[PROVIDED PASSAGE]
start
Update - October 4, 2011

Dear Friends,

My, it’s nice to be back in our crisp, clean Colorado, with the leaves turning gold. The USA is still the land of (usually) orderly traffic and clean restrooms, drinkable water in the faucets, and tranquility to think our thoughts. If you want to appreciate your country, visit Latin America for a few days.  We must never forget that we have this incredible land because of the faith, values and bloodshed of our forefathers.

We miss the sweet bananas, fresh pineapple juice, the rolling green hills, and most of all, the warmth of the people of Honduras. They remind me of an old English friend who didn’t have much in the way of worldly possessions, but who used to say, “People are our treasures.” When we gave Marjorie, Joel’s wife, a birthday gift, the thing she most appreciated was the message we wrote on the card.

Joel and Marjorie, along with Marjorie’s parents, are some of the treasures who mean so much to us in Comayagua. Joel is an agricultural engineering major at the university there, and has been helped by a scholarship from PTTW for several years. We spent several pleasant evenings with them. Arnulfo and Silvia are dear to us as always, and we truly appreciate the professors and director at the university. Roberto Contreras, the owner of five Power Chicken restaurants in SPS, is a much loved friend.
end
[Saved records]
start
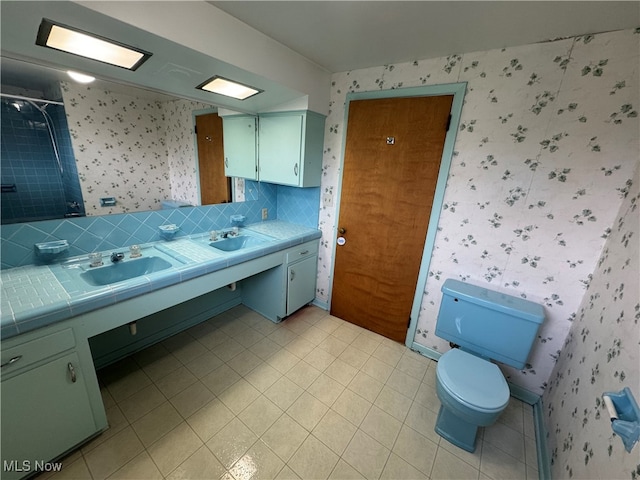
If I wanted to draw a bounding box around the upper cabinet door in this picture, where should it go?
[258,115,304,186]
[258,111,325,187]
[222,115,258,180]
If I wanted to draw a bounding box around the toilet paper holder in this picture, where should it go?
[602,387,640,453]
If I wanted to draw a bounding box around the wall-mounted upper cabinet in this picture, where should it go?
[223,111,325,187]
[258,111,325,187]
[222,115,258,180]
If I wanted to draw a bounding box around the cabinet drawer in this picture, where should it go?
[286,242,318,263]
[1,328,76,374]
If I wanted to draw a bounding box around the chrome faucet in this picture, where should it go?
[111,252,124,263]
[220,228,238,238]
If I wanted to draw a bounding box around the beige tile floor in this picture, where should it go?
[41,306,538,480]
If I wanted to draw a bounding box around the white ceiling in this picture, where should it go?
[209,0,640,72]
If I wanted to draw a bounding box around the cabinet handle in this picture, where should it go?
[67,362,78,383]
[0,355,22,368]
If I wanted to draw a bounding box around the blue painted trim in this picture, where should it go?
[191,107,219,205]
[405,82,467,346]
[311,297,329,312]
[509,383,540,406]
[407,342,442,362]
[327,82,467,328]
[533,398,551,480]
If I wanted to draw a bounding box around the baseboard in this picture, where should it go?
[311,298,329,312]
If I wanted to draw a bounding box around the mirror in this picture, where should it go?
[1,57,244,223]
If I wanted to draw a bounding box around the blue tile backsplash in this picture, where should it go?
[1,182,320,269]
[277,185,320,228]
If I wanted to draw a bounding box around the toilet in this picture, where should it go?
[435,279,544,452]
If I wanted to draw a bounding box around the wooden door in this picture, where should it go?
[331,95,453,342]
[196,113,231,205]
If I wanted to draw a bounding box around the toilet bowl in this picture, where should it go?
[435,349,509,452]
[435,279,544,452]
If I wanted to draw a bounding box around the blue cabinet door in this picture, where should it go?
[258,114,304,186]
[222,115,258,180]
[287,255,318,315]
[2,352,97,479]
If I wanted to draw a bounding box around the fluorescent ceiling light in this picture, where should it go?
[196,75,263,100]
[36,18,151,70]
[67,70,96,83]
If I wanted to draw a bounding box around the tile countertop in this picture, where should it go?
[0,220,321,339]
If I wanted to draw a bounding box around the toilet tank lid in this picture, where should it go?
[442,278,544,324]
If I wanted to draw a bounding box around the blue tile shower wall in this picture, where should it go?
[49,105,85,215]
[1,100,83,223]
[0,196,276,269]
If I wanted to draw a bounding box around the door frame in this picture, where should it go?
[328,82,467,344]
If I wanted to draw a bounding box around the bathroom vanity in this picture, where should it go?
[1,221,320,479]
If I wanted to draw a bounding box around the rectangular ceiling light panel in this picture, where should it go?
[197,76,262,100]
[36,19,151,70]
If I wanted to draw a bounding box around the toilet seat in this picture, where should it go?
[436,348,510,413]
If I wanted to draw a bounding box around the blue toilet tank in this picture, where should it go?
[436,279,544,369]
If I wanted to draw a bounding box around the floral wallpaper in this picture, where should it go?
[543,159,640,479]
[317,30,640,394]
[163,100,211,205]
[61,82,211,215]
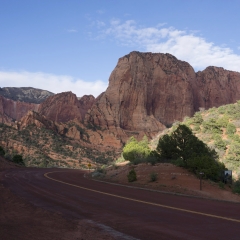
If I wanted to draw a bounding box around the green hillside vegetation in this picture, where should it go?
[0,124,116,168]
[123,124,225,181]
[183,101,240,178]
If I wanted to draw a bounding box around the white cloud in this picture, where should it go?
[101,20,240,72]
[67,28,78,33]
[0,71,107,97]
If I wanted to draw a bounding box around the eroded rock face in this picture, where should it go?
[86,52,195,132]
[0,87,54,104]
[194,67,240,110]
[78,95,96,119]
[0,96,39,123]
[85,52,240,133]
[38,92,82,122]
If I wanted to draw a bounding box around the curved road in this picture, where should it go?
[3,169,240,240]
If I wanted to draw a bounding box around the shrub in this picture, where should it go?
[127,169,137,182]
[0,146,5,156]
[188,156,225,181]
[218,182,225,189]
[123,136,150,164]
[232,180,240,194]
[227,123,236,135]
[12,154,25,165]
[150,173,158,182]
[156,125,217,167]
[214,134,226,150]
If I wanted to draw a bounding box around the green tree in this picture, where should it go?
[12,154,25,165]
[127,169,137,182]
[227,123,236,135]
[0,146,5,156]
[156,125,217,166]
[123,137,151,163]
[188,156,225,181]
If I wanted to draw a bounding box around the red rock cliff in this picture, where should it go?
[86,52,195,132]
[38,92,95,122]
[0,96,39,123]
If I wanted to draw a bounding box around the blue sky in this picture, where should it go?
[0,0,240,97]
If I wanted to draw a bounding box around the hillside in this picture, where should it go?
[151,101,240,178]
[0,87,54,104]
[0,51,240,169]
[0,112,118,168]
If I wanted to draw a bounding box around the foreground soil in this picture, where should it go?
[0,158,240,240]
[101,162,240,202]
[0,157,119,240]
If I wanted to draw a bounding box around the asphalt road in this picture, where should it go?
[3,169,240,240]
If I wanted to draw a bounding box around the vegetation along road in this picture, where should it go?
[2,169,240,240]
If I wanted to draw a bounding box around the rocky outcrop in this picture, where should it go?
[17,111,58,132]
[78,95,96,119]
[194,67,240,110]
[38,92,82,122]
[0,87,54,104]
[86,52,195,132]
[0,96,39,123]
[85,52,240,133]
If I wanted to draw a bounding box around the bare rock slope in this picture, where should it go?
[0,87,54,104]
[85,52,240,133]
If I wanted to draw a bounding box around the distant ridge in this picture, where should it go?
[0,87,54,104]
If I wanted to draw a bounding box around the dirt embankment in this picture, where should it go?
[0,157,115,240]
[102,162,240,202]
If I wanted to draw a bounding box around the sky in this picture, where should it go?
[0,0,240,97]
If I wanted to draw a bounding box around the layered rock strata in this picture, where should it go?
[85,52,240,133]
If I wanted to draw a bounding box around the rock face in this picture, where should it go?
[38,92,82,122]
[0,96,39,123]
[0,52,240,148]
[0,87,54,104]
[38,92,95,122]
[194,67,240,111]
[78,95,96,119]
[85,52,240,133]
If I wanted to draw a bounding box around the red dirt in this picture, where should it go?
[103,162,240,202]
[0,157,115,240]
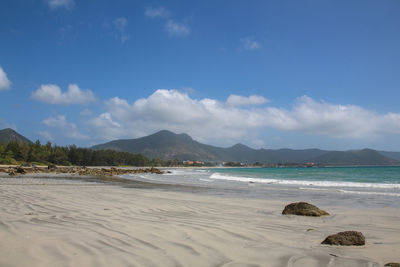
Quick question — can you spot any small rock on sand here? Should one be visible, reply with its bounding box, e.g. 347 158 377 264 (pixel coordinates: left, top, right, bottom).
282 202 329 217
321 231 365 246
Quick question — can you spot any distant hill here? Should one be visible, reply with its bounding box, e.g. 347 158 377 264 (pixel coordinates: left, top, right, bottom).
92 130 400 165
0 128 32 144
92 130 219 161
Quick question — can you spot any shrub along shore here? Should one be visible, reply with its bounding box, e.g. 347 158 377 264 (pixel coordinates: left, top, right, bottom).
0 165 164 176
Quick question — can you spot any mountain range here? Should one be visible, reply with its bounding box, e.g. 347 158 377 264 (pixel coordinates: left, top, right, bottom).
0 128 400 166
92 130 400 165
0 128 32 144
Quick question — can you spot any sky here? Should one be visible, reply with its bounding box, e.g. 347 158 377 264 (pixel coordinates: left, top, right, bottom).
0 0 400 151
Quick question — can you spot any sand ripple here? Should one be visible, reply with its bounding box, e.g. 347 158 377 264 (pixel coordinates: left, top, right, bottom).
0 178 400 267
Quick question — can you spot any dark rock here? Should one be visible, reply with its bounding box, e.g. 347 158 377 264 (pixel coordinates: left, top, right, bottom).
282 202 329 217
47 164 57 170
15 167 26 174
20 163 31 167
149 167 164 174
321 231 365 246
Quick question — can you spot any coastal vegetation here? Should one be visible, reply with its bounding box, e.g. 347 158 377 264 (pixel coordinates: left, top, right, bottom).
0 141 153 166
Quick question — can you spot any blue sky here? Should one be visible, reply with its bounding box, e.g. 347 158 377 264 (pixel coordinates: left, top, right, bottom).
0 0 400 151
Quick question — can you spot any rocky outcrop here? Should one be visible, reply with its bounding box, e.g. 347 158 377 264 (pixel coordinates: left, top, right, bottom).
282 202 329 217
321 231 365 246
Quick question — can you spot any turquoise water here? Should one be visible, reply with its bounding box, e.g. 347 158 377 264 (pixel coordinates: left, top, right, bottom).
210 166 400 185
126 167 400 201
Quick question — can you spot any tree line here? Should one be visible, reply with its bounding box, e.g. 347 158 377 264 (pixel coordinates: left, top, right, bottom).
0 140 167 166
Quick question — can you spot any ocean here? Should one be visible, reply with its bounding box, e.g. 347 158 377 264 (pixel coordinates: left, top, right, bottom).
123 166 400 208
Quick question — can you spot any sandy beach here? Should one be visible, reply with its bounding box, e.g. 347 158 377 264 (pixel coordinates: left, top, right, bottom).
0 176 400 267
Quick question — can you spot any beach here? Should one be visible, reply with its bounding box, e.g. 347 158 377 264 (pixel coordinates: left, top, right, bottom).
0 176 400 266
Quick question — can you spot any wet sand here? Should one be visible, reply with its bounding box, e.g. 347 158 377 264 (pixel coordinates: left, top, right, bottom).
0 176 400 267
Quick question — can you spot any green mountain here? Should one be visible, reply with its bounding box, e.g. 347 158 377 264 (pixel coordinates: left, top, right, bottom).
92 130 400 165
0 128 32 144
92 130 219 161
end
[PROBLEM 1] According to the October 2011 update, what does Joel study at the university?
[PROBLEM 2] Please copy the records from their first line through the line containing "[0,355,22,368]", including both ends, and leave out the pictures.
These records are unrelated to the update.

[FINISHED ANSWER 1] Agricultural engineering.

[FINISHED ANSWER 2]
If I wanted to draw a bounding box around the upper cabinet door in this picture, where should it go?
[258,115,304,186]
[258,111,325,187]
[222,115,258,180]
If I wanted to draw a bounding box around the toilet paper holder in this picture, where should it go?
[602,387,640,453]
If I wanted to draw a bounding box around the wall-mounted upper cabinet in this picture, where should it go?
[223,111,325,187]
[258,111,325,187]
[222,115,258,180]
If I wanted to draw a bounding box around the cabinet drawer in this picture, where should it go?
[286,242,318,263]
[1,328,76,374]
If I wanted to draw a bounding box around the chrome faucet in this picture, where should it go?
[111,252,124,263]
[220,228,238,238]
If I wanted to draw a bounding box around the beige tile floor in this picture, where should it go?
[41,306,538,480]
If I wanted to draw a bounding box around the white ceiling in this picture, where should it go?
[209,0,640,72]
If I wanted to draw a bounding box around the cabinet handle in this picture, where should it go?
[67,362,78,383]
[0,355,22,368]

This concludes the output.